Required task:
Render every line of the listing below as a JSON array of strings, one string per line, and omit the blank lines.

##############################

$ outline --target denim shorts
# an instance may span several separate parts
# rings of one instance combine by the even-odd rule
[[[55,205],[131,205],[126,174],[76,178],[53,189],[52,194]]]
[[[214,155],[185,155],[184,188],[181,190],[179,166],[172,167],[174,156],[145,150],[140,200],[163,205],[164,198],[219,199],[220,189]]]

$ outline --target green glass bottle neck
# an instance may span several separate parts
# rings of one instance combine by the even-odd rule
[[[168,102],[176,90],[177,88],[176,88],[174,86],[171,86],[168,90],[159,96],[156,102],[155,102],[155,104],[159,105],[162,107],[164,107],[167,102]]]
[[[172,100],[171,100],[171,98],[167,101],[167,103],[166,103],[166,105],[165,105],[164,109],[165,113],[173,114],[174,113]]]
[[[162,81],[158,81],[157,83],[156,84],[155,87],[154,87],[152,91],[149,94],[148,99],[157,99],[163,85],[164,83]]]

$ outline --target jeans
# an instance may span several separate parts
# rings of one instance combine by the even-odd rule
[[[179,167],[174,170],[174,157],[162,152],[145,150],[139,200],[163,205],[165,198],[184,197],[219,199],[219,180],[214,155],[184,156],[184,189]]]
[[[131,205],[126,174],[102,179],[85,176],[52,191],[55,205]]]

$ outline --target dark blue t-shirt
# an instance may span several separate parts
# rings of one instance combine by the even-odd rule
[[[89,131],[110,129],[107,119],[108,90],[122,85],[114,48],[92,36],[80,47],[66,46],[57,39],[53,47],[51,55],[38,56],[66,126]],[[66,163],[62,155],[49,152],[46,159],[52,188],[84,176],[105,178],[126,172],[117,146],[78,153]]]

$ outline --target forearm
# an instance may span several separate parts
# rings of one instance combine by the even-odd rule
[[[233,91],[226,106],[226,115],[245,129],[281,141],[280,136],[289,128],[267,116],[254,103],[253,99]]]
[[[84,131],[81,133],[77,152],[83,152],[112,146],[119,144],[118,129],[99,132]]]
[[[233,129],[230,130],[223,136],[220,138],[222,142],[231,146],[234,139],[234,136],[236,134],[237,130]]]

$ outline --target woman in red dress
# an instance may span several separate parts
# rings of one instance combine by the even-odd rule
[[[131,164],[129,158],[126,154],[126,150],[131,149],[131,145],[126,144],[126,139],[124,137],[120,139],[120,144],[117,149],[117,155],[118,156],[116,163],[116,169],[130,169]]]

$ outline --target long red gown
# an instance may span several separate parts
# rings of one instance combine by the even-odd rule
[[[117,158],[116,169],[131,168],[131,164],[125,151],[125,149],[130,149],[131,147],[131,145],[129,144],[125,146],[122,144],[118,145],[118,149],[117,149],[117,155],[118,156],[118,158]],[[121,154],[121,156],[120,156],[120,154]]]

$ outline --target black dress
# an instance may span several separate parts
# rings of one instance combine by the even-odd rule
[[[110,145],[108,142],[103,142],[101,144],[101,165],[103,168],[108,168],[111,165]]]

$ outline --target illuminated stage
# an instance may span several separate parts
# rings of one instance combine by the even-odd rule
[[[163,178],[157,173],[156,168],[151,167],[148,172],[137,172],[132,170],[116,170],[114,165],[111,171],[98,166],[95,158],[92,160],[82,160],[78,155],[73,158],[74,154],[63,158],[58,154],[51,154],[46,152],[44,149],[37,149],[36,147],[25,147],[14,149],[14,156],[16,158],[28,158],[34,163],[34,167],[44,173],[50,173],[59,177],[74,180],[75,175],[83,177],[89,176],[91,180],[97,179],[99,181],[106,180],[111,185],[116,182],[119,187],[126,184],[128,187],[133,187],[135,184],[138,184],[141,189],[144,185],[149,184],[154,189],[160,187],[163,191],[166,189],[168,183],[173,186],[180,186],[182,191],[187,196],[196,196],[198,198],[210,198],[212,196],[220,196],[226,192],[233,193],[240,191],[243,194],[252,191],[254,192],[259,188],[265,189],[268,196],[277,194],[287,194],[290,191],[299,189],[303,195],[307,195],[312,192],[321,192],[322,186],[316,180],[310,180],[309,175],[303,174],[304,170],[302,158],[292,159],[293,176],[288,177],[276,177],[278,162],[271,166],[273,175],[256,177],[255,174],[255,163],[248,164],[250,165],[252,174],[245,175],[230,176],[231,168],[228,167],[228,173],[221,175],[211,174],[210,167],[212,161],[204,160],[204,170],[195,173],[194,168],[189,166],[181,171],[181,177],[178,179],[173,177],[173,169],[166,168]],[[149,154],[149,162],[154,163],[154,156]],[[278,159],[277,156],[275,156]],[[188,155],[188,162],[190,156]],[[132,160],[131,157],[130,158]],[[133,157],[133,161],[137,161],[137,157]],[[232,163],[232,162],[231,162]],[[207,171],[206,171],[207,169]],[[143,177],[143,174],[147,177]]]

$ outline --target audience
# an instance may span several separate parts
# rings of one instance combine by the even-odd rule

##############################

Written response:
[
  "$ outline --target denim shorts",
  "# an instance may span several separate parts",
  "# rings of one instance combine by the even-odd rule",
  "[[[55,205],[131,205],[126,174],[76,178],[53,189],[52,194]]]",
  "[[[214,155],[185,155],[184,188],[181,190],[179,166],[172,167],[174,156],[145,150],[140,200],[163,205],[164,198],[219,199],[220,189]]]",
  "$ outline --target green glass bottle neck",
  "# an instance may span several separate parts",
  "# rings of one instance combine by the even-odd rule",
  "[[[168,102],[176,90],[177,88],[176,88],[174,86],[171,86],[168,90],[159,96],[156,102],[155,102],[155,104],[159,105],[162,107],[164,107],[167,102]]]",
  "[[[172,100],[171,100],[171,98],[167,101],[167,103],[166,103],[166,105],[165,105],[164,109],[165,113],[173,114],[174,113]]]",
  "[[[162,81],[158,81],[157,83],[156,84],[155,87],[154,87],[152,91],[149,94],[148,99],[157,99],[163,85],[164,83]]]",
  "$ outline --target jeans",
  "# an instance may span several separate parts",
  "# rings of one instance combine by the even-odd rule",
  "[[[179,167],[174,170],[174,157],[162,152],[145,150],[139,200],[163,205],[165,198],[184,197],[219,199],[219,180],[214,155],[184,156],[184,189]]]",
  "[[[131,205],[126,174],[102,179],[85,176],[52,191],[55,205]]]",
  "$ outline --target dark blue t-shirt",
  "# an instance may span several separate parts",
  "# rings of one instance combine by the even-odd rule",
  "[[[89,131],[110,129],[107,119],[108,90],[122,85],[114,48],[92,36],[80,47],[66,46],[57,39],[53,47],[51,55],[38,56],[66,126]],[[66,163],[62,155],[49,152],[46,159],[52,188],[84,176],[105,178],[126,172],[117,146],[78,153]]]",
  "$ outline --target forearm",
  "# an instance may span several separate parts",
  "# rings of one instance combine by the even-odd rule",
  "[[[233,91],[226,106],[226,115],[245,129],[281,141],[280,136],[289,128],[267,116],[254,103],[253,99]]]",
  "[[[84,131],[81,133],[77,152],[83,152],[112,146],[119,144],[118,129],[99,132]]]",
  "[[[233,129],[230,130],[223,136],[220,138],[222,142],[231,146],[234,139],[234,136],[236,134],[237,130]]]",
  "$ outline --target woman in red dress",
  "# an instance may span several separate parts",
  "# rings of one instance combine by the even-odd rule",
  "[[[131,164],[129,158],[126,154],[126,150],[131,149],[131,145],[126,144],[126,139],[124,137],[120,139],[120,144],[117,149],[117,155],[118,156],[116,163],[116,169],[130,169]]]",
  "$ outline --target long red gown",
  "# an instance may span several separate parts",
  "# rings of one instance combine by the even-odd rule",
  "[[[117,158],[116,169],[131,168],[131,164],[125,151],[125,149],[130,149],[131,147],[131,145],[129,144],[125,146],[122,144],[118,145],[118,149],[117,149],[117,155],[118,156],[118,158]],[[121,154],[121,156],[120,156],[120,154]]]",
  "$ outline --target black dress",
  "# an instance may span several separate parts",
  "# rings of one instance combine by the even-odd rule",
  "[[[110,145],[108,142],[103,142],[101,144],[101,165],[103,168],[108,168],[111,165]]]",
  "$ outline --target illuminated stage",
  "# an instance may span several separate parts",
  "# rings of one instance combine by the even-odd rule",
  "[[[163,178],[157,173],[156,168],[151,167],[148,172],[137,172],[132,170],[116,170],[114,165],[111,171],[98,166],[95,158],[92,160],[82,160],[78,155],[73,158],[74,154],[63,158],[58,154],[51,154],[46,152],[44,149],[37,149],[36,147],[25,147],[14,149],[14,156],[16,158],[28,158],[34,163],[34,167],[44,173],[50,173],[59,177],[74,180],[75,175],[83,177],[89,176],[91,180],[97,179],[99,181],[106,180],[111,185],[116,182],[119,187],[126,184],[128,187],[133,187],[135,184],[138,184],[141,189],[144,185],[149,184],[154,189],[160,187],[163,191],[166,189],[168,183],[173,186],[180,186],[182,191],[187,196],[196,196],[198,198],[210,198],[212,196],[220,196],[226,192],[233,193],[240,191],[243,194],[252,191],[254,192],[259,188],[265,189],[268,196],[277,194],[287,194],[290,191],[299,189],[303,195],[307,195],[312,192],[321,192],[322,186],[316,180],[310,180],[309,175],[303,174],[304,170],[302,158],[292,159],[293,176],[288,177],[276,177],[278,162],[271,166],[273,175],[256,177],[255,174],[255,163],[248,164],[250,165],[252,174],[245,175],[230,176],[231,168],[228,167],[228,173],[221,175],[211,174],[210,167],[212,161],[204,160],[204,170],[195,173],[194,168],[189,166],[181,171],[181,177],[178,179],[173,177],[173,169],[166,168]],[[149,154],[149,162],[154,163],[154,156]],[[278,159],[277,156],[275,156]],[[188,155],[188,162],[190,156]],[[132,160],[131,157],[130,158]],[[133,157],[133,161],[137,161],[137,157]],[[232,163],[232,162],[231,162]],[[207,171],[206,171],[207,169]],[[143,177],[143,174],[147,177]]]",
  "$ outline --target audience",
  "# an instance may span several separate parts",
  "# rings of one instance combine by the even-odd rule"
]